DOCUMENT SEGMENT>
....
Management of smoking behavior: An innovative educational course for primary healthcare professionals

Spyridon Klinis, Athanasios Symeonidis, Theodoulos Papanikolaou, Adamantios Antonios Konstantinidis, Tzeni Kourti, Dimitrios Karanasios

Keywords: smoking behavior, education, primary care


Even though a variety of effective counseling methods and medical interventions exist, a small percentage of smokers in Greece receive evidence-based advice on smoking cessation by their general practitioner (GP). In addition to there being a lack of time, there is also a lack of education in the management of smoking.


An innovative educational initiative was developed by the educational committee of HIPPOCRATES - Association of General Practice / Family Medicine of Greece, aiming to raise awareness, educate and motivate GPs and other primary healthcare professionals towards the effective management of smoking. The course was based on structure, experience and expertise of Leonardo EURACT courses. Eight modules, one hour each were prepared, covering topics on smoking addiction recognition and severity assessment, counseling and pharmaceutical intervention strategies, harm reduction theory, health promotion and prevention techniques, collaboration and co-management with other health care professionals. A variety of educational techniques including short presentations, brainstorming, case-study analysis, small group discussion, role-play and audio-visual material constitute the teaching methods. Six experienced facilitators make-up the course faculty.


105 GPs specialists and trainees, nurses, social workers and psychologists attended the 5 courses during 2022-2023 in different regions of Greece. The newly implemented course was evaluated positively and rated as “very useful”. The participant’s qualitative evaluation highlighted the organizational excellence, the educational environment, the high level of facilitation, the participatory, interactive and experiential character of the courses and the wide coverage of the topic. Also, participants were satisfied with the up-to-date course content and training methods and declared highly motivated to engage instantly in the management of smoking.


Our results suggest that the implementation of such an educational course is well-suited for transferring skills, knowledge and attitudes in the management of smoking. It is also time-efficient and suitable for the implementation in primary care training environments.
....
SUPPLIED MATERIAL>
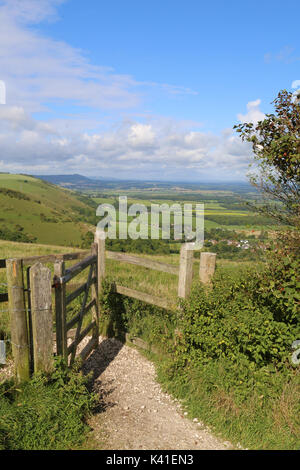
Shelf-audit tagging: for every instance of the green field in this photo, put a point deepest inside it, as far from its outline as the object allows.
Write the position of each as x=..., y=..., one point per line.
x=36, y=210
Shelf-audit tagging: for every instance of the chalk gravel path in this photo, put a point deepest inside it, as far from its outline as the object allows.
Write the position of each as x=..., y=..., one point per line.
x=137, y=413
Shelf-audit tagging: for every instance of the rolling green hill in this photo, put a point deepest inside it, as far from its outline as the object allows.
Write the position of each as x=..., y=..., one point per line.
x=37, y=211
....
REQUIRED ACTION>
Rewrite the paragraph of the smoking-management abstract above that begins "An innovative educational initiative" as a short bulleted list that keeps its main facts.

YOUR SOLUTION>
- Developed by the educational committee of HIPPOCRATES - Association of General Practice / Family Medicine of Greece
- Aims to raise awareness among GPs and other primary healthcare professionals and to educate and motivate them toward effective management of smoking
- Based on the structure, experience and expertise of Leonardo EURACT courses
- Eight one-hour modules covering smoking addiction recognition and severity assessment, counseling and pharmaceutical intervention strategies, harm reduction theory, health promotion and prevention techniques, and collaboration and co-management with other health care professionals
- Teaching methods include short presentations, brainstorming, case-study analysis, small group discussion, role-play and audio-visual material
- Faculty of six experienced facilitators